SCHRIFTLICHE AUFGABE 1
Ermitteln Sie alle Zeilen der Auflistung, in denen das Wort „baby“ vorkommt, und schreiben Sie diese vollständig ab. Groß- und Kleinschreibung ist dabei zu beachten.

----

Am 20. Juli in Stuttgart hieß es für die ROBINA WALD Leinen Los! Die AktivistInnen werden mit dem Holz-Floß rund vier Wochen lang auf Neckar, Rhein und Main bis nach Frankfurt unterwegs sein. Nachdem die Klimakonferenz in Kopenhagen gescheitert ist, ist nun erst recht jeder Einzelne gefragt, das Klima zu schützen. Die Flößer-Crew will neue Bewegung in die Klimadebatte bringen und sich mit Menschen entlang der Strecke darüber austauschen, wie man sich gemeinsam gegen unsinnige und klimaschädliche Bauvorhaben wehren kann. Davon gibt es auf dem Weg nach Frankfurt eine Menge: vom Kellerbahnhof Stuttgart 21 über den neuen Block fürs Kohlekraftwerk in Mannheim bis zur Erweiterung des Frankfurter Flughafens.

----

SCHRIFTLICHE AUFGABE 2
Beantworten Sie anhand des Lesetextes über die Floßfahrt die folgenden Fragen:
(a) An welchem Tag und in welcher Stadt ging es für die ROBINA WALD los?
(b) Auf welchen Flüssen ist das Floß bis nach Frankfurt unterwegs?
(c) Welches Bauvorhaben in Mannheim wird im Lesetext genannt?

ÜBUNGSMATERIAL
----

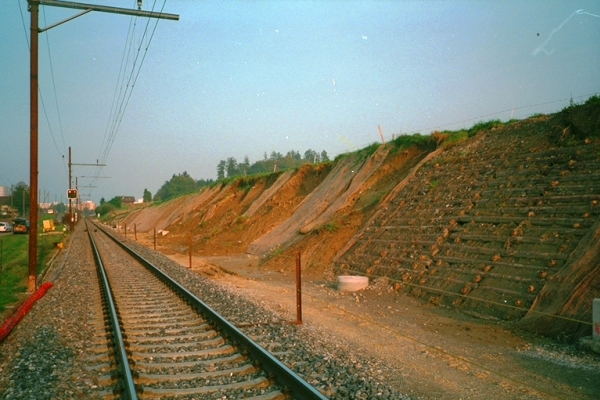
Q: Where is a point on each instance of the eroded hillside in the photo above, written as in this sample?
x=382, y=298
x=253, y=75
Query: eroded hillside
x=502, y=225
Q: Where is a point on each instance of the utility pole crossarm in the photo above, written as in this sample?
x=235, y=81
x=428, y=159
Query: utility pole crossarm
x=113, y=10
x=34, y=6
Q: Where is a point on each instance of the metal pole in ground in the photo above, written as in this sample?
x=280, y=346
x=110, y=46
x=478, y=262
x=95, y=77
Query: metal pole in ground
x=298, y=290
x=190, y=249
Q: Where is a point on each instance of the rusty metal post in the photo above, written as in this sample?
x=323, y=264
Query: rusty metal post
x=190, y=249
x=298, y=290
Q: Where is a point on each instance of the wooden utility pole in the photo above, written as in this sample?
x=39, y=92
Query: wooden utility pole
x=33, y=147
x=33, y=92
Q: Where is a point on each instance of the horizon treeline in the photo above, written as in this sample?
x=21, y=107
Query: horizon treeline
x=183, y=183
x=274, y=162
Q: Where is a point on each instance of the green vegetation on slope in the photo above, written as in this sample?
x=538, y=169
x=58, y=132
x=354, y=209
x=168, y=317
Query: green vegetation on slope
x=14, y=265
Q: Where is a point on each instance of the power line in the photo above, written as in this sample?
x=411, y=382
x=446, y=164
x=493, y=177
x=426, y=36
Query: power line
x=126, y=90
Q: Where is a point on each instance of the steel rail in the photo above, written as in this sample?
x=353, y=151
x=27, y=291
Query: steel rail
x=297, y=387
x=125, y=374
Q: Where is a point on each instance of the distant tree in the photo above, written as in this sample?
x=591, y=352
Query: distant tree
x=244, y=166
x=294, y=155
x=178, y=185
x=221, y=170
x=147, y=196
x=231, y=167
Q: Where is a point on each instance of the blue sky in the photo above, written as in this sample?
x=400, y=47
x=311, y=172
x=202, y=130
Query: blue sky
x=237, y=78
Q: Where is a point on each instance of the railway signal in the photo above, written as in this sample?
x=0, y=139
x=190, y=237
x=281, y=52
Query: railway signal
x=72, y=194
x=34, y=6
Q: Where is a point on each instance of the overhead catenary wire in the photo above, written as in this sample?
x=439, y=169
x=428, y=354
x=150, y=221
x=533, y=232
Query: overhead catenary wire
x=124, y=90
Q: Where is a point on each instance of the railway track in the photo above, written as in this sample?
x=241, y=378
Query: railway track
x=169, y=344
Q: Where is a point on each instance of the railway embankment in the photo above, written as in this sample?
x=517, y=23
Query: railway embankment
x=502, y=225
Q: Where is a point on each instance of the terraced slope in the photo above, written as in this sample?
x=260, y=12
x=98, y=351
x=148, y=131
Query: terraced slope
x=485, y=225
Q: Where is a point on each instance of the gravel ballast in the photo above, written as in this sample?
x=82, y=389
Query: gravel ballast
x=47, y=354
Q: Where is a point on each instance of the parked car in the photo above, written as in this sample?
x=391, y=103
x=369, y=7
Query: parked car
x=21, y=225
x=5, y=227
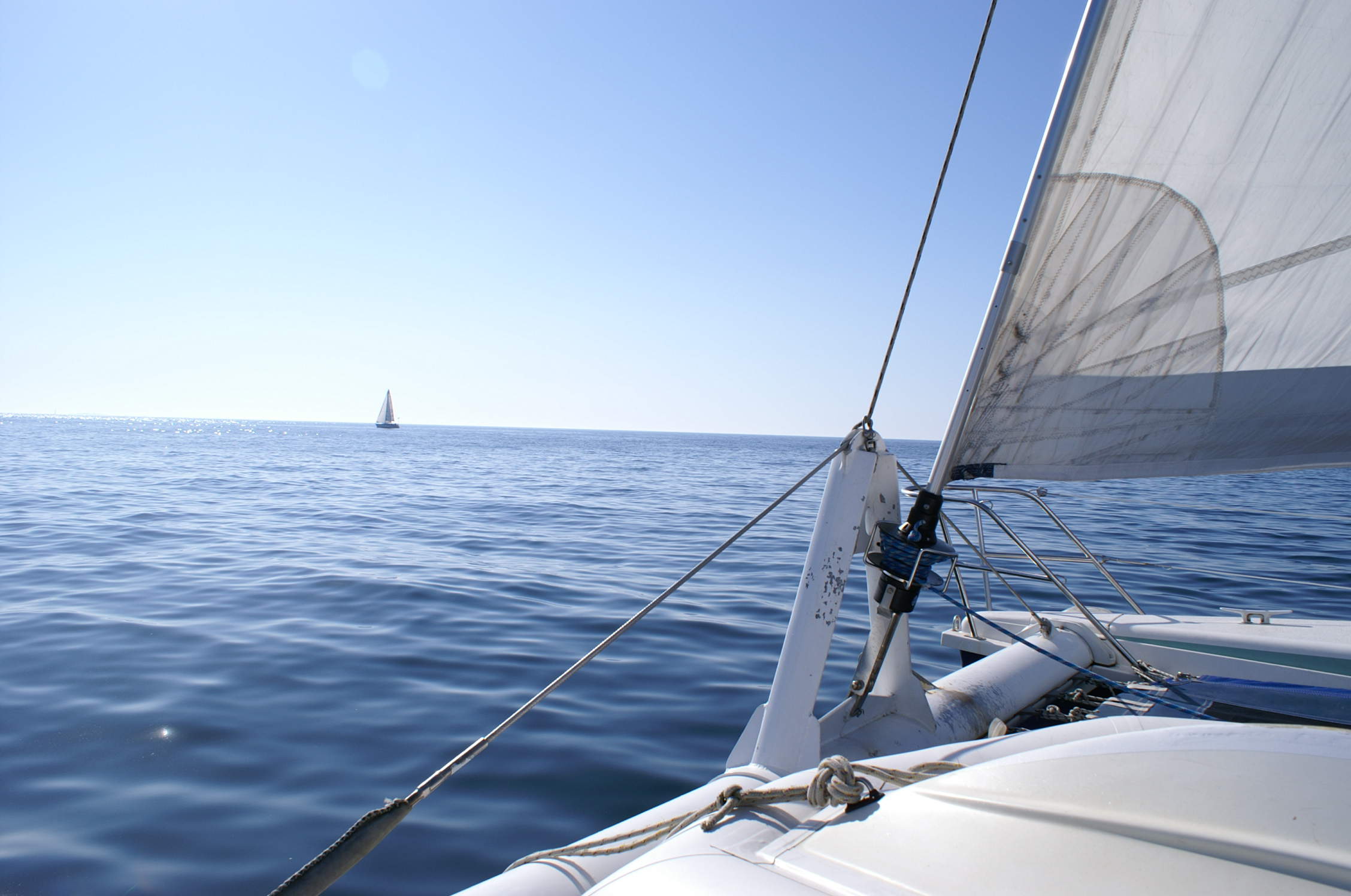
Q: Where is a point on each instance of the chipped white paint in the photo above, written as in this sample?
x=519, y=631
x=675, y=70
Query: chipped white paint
x=789, y=734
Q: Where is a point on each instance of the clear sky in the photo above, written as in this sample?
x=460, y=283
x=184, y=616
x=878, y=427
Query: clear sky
x=658, y=215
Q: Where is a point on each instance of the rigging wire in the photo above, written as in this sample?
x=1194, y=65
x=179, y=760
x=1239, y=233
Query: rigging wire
x=372, y=828
x=919, y=252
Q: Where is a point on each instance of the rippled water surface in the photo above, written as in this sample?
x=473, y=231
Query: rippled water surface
x=225, y=641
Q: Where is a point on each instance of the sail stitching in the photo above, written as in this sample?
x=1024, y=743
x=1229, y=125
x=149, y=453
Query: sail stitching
x=1285, y=262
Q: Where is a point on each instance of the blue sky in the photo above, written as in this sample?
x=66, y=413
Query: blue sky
x=685, y=215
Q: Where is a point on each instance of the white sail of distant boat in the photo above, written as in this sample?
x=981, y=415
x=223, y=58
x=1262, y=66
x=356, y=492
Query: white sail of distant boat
x=386, y=419
x=1174, y=293
x=1173, y=302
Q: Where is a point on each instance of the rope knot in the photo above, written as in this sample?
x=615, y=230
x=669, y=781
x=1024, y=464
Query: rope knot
x=726, y=802
x=835, y=784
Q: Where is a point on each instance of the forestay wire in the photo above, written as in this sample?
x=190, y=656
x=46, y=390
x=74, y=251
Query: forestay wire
x=372, y=828
x=919, y=252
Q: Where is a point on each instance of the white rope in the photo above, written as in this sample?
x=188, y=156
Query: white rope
x=837, y=783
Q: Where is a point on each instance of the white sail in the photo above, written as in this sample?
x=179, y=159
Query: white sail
x=1176, y=298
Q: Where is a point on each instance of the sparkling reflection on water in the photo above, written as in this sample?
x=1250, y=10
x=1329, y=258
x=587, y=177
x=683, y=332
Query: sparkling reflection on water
x=226, y=641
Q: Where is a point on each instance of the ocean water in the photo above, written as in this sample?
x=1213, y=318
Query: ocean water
x=226, y=641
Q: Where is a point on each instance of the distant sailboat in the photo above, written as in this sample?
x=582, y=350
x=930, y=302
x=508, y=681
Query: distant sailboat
x=386, y=419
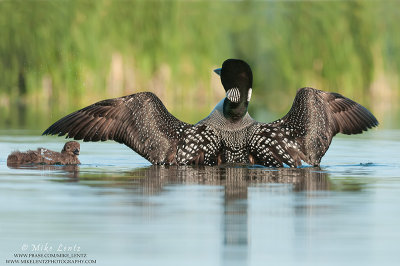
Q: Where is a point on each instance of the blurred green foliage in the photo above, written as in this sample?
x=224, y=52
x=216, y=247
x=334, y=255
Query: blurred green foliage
x=58, y=56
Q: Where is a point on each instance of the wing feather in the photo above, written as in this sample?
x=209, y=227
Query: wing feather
x=140, y=121
x=314, y=119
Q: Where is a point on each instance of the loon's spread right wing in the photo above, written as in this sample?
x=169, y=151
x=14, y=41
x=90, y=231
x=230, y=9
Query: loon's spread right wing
x=306, y=131
x=139, y=121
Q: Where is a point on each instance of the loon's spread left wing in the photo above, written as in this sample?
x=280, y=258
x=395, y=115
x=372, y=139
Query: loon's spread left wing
x=139, y=121
x=306, y=131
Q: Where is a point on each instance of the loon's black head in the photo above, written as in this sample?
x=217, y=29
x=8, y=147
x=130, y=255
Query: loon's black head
x=237, y=79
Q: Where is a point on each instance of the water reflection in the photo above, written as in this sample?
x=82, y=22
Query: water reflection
x=234, y=182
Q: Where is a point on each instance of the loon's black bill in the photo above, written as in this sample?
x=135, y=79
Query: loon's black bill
x=218, y=71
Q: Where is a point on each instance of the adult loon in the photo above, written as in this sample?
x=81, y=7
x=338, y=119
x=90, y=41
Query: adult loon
x=228, y=134
x=68, y=155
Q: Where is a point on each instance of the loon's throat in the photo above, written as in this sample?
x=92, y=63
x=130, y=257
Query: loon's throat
x=234, y=111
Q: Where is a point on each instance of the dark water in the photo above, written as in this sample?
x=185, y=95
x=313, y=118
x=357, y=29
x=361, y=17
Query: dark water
x=120, y=210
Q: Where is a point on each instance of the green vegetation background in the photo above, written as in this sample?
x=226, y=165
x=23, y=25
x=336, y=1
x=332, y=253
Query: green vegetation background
x=58, y=56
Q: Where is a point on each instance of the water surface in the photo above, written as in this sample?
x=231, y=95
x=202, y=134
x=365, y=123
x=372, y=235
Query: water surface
x=120, y=210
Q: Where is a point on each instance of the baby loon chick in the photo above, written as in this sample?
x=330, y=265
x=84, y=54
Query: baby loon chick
x=228, y=134
x=68, y=155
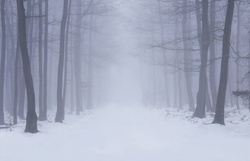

----

LÖSUNG 1
Q: Where is a point on each instance of the baby loon chick in the photo above, written as in this sample?
Query: baby loon chick

LÖSUNG 2
(a) Am 20. Juli in Stuttgart.
(b) Auf Neckar, Rhein und Main.
(c) Der neue Block fürs Kohlekraftwerk.